╭──
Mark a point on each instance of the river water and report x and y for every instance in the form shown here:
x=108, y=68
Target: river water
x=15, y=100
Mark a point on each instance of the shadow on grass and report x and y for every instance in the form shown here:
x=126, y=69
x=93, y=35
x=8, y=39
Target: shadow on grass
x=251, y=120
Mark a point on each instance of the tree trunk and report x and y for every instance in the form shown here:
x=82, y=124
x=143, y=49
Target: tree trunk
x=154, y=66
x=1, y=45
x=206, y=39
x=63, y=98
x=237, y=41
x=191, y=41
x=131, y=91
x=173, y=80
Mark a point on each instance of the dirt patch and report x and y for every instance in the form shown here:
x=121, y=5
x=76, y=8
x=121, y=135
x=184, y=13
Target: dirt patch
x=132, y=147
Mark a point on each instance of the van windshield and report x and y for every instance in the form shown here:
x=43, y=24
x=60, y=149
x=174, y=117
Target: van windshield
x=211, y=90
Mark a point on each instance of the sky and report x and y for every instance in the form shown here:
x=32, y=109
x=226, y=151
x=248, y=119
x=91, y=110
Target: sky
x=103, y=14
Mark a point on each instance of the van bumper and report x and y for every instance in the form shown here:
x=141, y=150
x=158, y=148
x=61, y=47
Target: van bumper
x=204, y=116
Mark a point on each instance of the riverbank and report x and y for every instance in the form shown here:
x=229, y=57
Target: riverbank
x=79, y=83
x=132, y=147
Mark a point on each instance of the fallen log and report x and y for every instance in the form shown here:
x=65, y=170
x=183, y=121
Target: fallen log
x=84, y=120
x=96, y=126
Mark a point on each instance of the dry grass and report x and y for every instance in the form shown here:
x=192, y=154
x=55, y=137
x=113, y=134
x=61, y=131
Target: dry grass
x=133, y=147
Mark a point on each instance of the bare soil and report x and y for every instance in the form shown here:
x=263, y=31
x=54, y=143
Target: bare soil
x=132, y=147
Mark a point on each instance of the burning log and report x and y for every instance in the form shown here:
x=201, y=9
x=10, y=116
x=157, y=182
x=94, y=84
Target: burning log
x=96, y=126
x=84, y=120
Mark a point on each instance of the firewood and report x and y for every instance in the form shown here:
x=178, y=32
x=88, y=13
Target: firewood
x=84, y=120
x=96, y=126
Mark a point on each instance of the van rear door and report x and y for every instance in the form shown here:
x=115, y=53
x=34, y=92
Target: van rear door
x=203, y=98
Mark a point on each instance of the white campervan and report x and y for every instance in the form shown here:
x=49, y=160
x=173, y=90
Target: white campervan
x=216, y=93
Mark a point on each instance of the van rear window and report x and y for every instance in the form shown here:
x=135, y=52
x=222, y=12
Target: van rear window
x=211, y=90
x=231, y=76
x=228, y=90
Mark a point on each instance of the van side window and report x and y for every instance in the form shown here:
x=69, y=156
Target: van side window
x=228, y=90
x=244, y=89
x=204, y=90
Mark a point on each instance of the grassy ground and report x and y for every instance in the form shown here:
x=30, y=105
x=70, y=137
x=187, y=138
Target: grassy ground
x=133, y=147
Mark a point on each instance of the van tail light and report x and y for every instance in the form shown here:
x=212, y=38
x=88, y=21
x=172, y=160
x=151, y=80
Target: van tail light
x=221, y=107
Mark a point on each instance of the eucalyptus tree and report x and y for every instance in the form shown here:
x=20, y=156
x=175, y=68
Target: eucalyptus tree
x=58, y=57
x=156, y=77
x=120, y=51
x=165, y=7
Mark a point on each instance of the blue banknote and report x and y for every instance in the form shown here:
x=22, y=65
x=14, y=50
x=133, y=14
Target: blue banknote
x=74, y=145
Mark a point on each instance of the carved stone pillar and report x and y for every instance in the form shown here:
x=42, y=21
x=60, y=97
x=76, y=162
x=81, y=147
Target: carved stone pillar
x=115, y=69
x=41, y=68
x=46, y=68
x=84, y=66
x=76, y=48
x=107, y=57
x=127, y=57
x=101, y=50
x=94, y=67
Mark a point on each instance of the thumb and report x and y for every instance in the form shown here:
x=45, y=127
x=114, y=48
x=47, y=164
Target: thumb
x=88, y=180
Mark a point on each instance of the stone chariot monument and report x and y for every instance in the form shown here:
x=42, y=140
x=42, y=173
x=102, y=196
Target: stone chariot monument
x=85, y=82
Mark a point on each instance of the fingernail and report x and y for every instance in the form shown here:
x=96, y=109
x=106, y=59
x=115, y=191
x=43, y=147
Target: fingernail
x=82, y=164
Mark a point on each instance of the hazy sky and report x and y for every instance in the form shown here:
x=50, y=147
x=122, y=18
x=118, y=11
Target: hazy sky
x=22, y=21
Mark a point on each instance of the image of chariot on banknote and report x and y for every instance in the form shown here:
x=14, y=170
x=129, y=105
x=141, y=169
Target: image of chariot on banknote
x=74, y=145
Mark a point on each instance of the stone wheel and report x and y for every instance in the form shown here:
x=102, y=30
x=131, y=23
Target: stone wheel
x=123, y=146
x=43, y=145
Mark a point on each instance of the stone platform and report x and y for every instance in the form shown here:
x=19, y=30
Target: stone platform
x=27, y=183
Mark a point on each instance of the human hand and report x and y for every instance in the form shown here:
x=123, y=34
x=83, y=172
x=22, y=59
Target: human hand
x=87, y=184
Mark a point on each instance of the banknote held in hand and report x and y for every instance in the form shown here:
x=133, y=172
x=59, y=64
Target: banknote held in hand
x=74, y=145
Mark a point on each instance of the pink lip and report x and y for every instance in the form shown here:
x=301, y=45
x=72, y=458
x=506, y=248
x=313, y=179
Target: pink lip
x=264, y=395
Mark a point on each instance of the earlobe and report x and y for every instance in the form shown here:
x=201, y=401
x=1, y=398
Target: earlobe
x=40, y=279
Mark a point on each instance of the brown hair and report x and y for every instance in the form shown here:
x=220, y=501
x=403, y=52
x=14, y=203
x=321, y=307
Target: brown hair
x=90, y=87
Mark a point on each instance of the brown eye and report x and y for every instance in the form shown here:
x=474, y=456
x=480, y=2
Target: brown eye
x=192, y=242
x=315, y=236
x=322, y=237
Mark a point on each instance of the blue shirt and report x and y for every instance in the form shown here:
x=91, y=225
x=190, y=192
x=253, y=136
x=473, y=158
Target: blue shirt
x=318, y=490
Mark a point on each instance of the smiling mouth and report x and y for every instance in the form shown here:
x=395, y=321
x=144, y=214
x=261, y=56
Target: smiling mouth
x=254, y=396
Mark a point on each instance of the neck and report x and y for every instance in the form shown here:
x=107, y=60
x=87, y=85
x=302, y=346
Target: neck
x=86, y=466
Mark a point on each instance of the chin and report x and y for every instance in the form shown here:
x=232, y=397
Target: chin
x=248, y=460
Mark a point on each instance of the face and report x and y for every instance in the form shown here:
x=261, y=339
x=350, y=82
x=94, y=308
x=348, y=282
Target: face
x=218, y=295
╰──
**WHAT IS EXPECTED:**
Set down the entire listing above again, word for word.

**SOLUTION FOR THIS TASK:**
Mark a point on each instance of the river water and report x and y for every instance in the form shown here:
x=108, y=68
Target: river water
x=15, y=100
Mark a point on each instance of the shadow on grass and report x and y for every instance in the form shown here:
x=126, y=69
x=93, y=35
x=8, y=39
Target: shadow on grass
x=251, y=120
Mark a point on each instance of the tree trunk and report x and y for every instance in the form shown here:
x=82, y=124
x=143, y=49
Target: tree trunk
x=154, y=66
x=1, y=45
x=206, y=39
x=63, y=98
x=237, y=41
x=191, y=41
x=131, y=91
x=173, y=80
Mark a point on each instance of the dirt patch and report x and y for every instance in the form shown here:
x=121, y=5
x=76, y=8
x=121, y=135
x=184, y=13
Target: dirt patch
x=132, y=147
Mark a point on each instance of the van windshield and report x and y for every instance in the form shown here:
x=43, y=24
x=60, y=149
x=174, y=117
Target: van windshield
x=211, y=90
Mark a point on each instance of the sky and report x and y for every instance in the form shown here:
x=32, y=109
x=226, y=151
x=248, y=119
x=91, y=110
Target: sky
x=103, y=14
Mark a point on each instance of the van bumper and report x and y for every instance in the form shown here:
x=141, y=150
x=158, y=148
x=61, y=47
Target: van bumper
x=204, y=116
Mark a point on each instance of the riverbank and report x and y for every instance in the form shown here:
x=229, y=57
Target: riverbank
x=79, y=83
x=132, y=147
Mark a point on each instance of the fallen log and report x and y for every instance in the form shown here:
x=65, y=170
x=183, y=121
Target: fallen log
x=84, y=120
x=96, y=126
Mark a point on each instance of the dry grass and report x and y for every instance in the form shown here:
x=192, y=154
x=55, y=137
x=113, y=134
x=61, y=131
Target: dry grass
x=133, y=147
Mark a point on each instance of the bare soil and report x and y for every instance in the form shown here:
x=263, y=31
x=54, y=143
Target: bare soil
x=132, y=147
Mark a point on each instance of the burning log and report x and y for every instance in the form shown here:
x=201, y=9
x=10, y=116
x=157, y=182
x=94, y=84
Target: burning log
x=96, y=126
x=84, y=120
Mark a point on each instance of the firewood and report x and y for every instance in the form shown here:
x=178, y=32
x=88, y=13
Target: firewood
x=84, y=120
x=96, y=126
Mark a point on each instance of the van rear door and report x and y for every instance in the form shown here:
x=115, y=53
x=34, y=92
Target: van rear door
x=203, y=98
Mark a point on each instance of the white campervan and report x and y for every instance in the form shown here:
x=49, y=160
x=173, y=90
Target: white campervan
x=216, y=93
Mark a point on each instance of the van rear window and report x and y for every instance in the form shown here:
x=135, y=52
x=222, y=12
Target: van rear window
x=211, y=90
x=231, y=76
x=228, y=90
Mark a point on each instance of the van side window and report x and y for every instance in the form shown here:
x=69, y=156
Target: van side window
x=228, y=90
x=244, y=89
x=204, y=90
Mark a point on each instance of the grassy ground and report x and y for every instance in the form shown here:
x=30, y=105
x=70, y=137
x=187, y=138
Target: grassy ground
x=133, y=147
Mark a point on each instance of the van tail light and report x and y for every instance in the form shown here:
x=212, y=38
x=88, y=21
x=172, y=160
x=151, y=80
Target: van tail light
x=221, y=107
Mark a point on each instance of the eucalyptus tree and report x and y for every instance in the form shown here:
x=20, y=156
x=175, y=68
Target: eucalyptus tree
x=58, y=57
x=156, y=77
x=120, y=51
x=165, y=7
Mark a point on each instance of the blue banknote and report x and y for every instance in the form shown here:
x=22, y=65
x=14, y=50
x=133, y=14
Target: blue banknote
x=74, y=145
Mark a point on each instance of the carved stone pillar and report x and y for every instance in the form shown here:
x=42, y=21
x=60, y=97
x=76, y=162
x=81, y=147
Target: carved stone pillar
x=115, y=69
x=41, y=68
x=46, y=68
x=84, y=66
x=76, y=48
x=107, y=57
x=127, y=57
x=101, y=50
x=94, y=67
Mark a point on each instance of the thumb and report x and y for every instance in the form shown here:
x=45, y=127
x=114, y=48
x=47, y=164
Target: thumb
x=88, y=180
Mark a point on each instance of the stone chariot monument and report x and y for every instance in the form shown here:
x=42, y=140
x=42, y=173
x=102, y=196
Target: stone chariot monument
x=85, y=82
Mark a point on each instance of the fingernail and report x and y for every instance in the form shown here:
x=96, y=109
x=106, y=59
x=115, y=191
x=43, y=147
Target: fingernail
x=82, y=164
Mark a point on each instance of the hazy sky and report x and y for every instance in the form shown here:
x=50, y=147
x=122, y=18
x=118, y=11
Target: hazy sky
x=22, y=21
Mark a point on each instance of the image of chariot on banknote and report x and y for every instance in the form shown here:
x=14, y=170
x=129, y=105
x=141, y=169
Target: image of chariot on banknote
x=74, y=145
Mark a point on each instance of the stone wheel and report x and y for every instance in the form shown here:
x=102, y=30
x=131, y=23
Target: stone wheel
x=123, y=146
x=43, y=145
Mark a point on each instance of the stone platform and report x and y for every instance in the form shown here:
x=19, y=30
Target: stone platform
x=27, y=183
Mark a point on each instance of the human hand and report x and y for every instance in the form shown here:
x=123, y=34
x=83, y=172
x=22, y=59
Target: human hand
x=87, y=184
Mark a point on each instance of the banknote held in hand and report x and y for every instance in the form shown here:
x=133, y=172
x=59, y=64
Target: banknote held in hand
x=74, y=145
Mark a point on each instance of the pink lip and report x and y for every instance in the form shown here:
x=301, y=45
x=72, y=458
x=506, y=248
x=313, y=179
Target: pink lip
x=264, y=395
Mark a point on each instance of the earlobe and report x and y for every instance in the form shown here:
x=201, y=401
x=1, y=398
Target: earlobe
x=40, y=279
Mark a point on each instance of the brown hair and report x and y for every instance in the form shown here:
x=220, y=501
x=403, y=52
x=14, y=203
x=321, y=307
Target: brown hair
x=90, y=87
Mark a point on each instance of the brown eye and report x and y for every instance in the form shown here:
x=474, y=456
x=480, y=2
Target: brown eye
x=192, y=242
x=315, y=236
x=322, y=237
Mark a point on each instance of the blue shirt and report x and y for every instance in the form shown here:
x=91, y=225
x=190, y=192
x=253, y=136
x=473, y=158
Target: blue shirt
x=318, y=490
Mark a point on each instance of the smiling mouth and report x and y for every instance in the form shown here:
x=395, y=321
x=144, y=214
x=261, y=56
Target: smiling mouth
x=254, y=396
Mark a point on each instance of the neck and report x and y for every instance in the form shown here:
x=107, y=60
x=87, y=85
x=302, y=346
Target: neck
x=86, y=466
Mark a point on each instance of the chin and report x and y for every instance in the form shown here:
x=232, y=397
Target: chin
x=248, y=460
Mark a point on each instance of the face and report x and y for every instance in the form shown here:
x=261, y=339
x=350, y=82
x=94, y=308
x=348, y=282
Target: face
x=218, y=295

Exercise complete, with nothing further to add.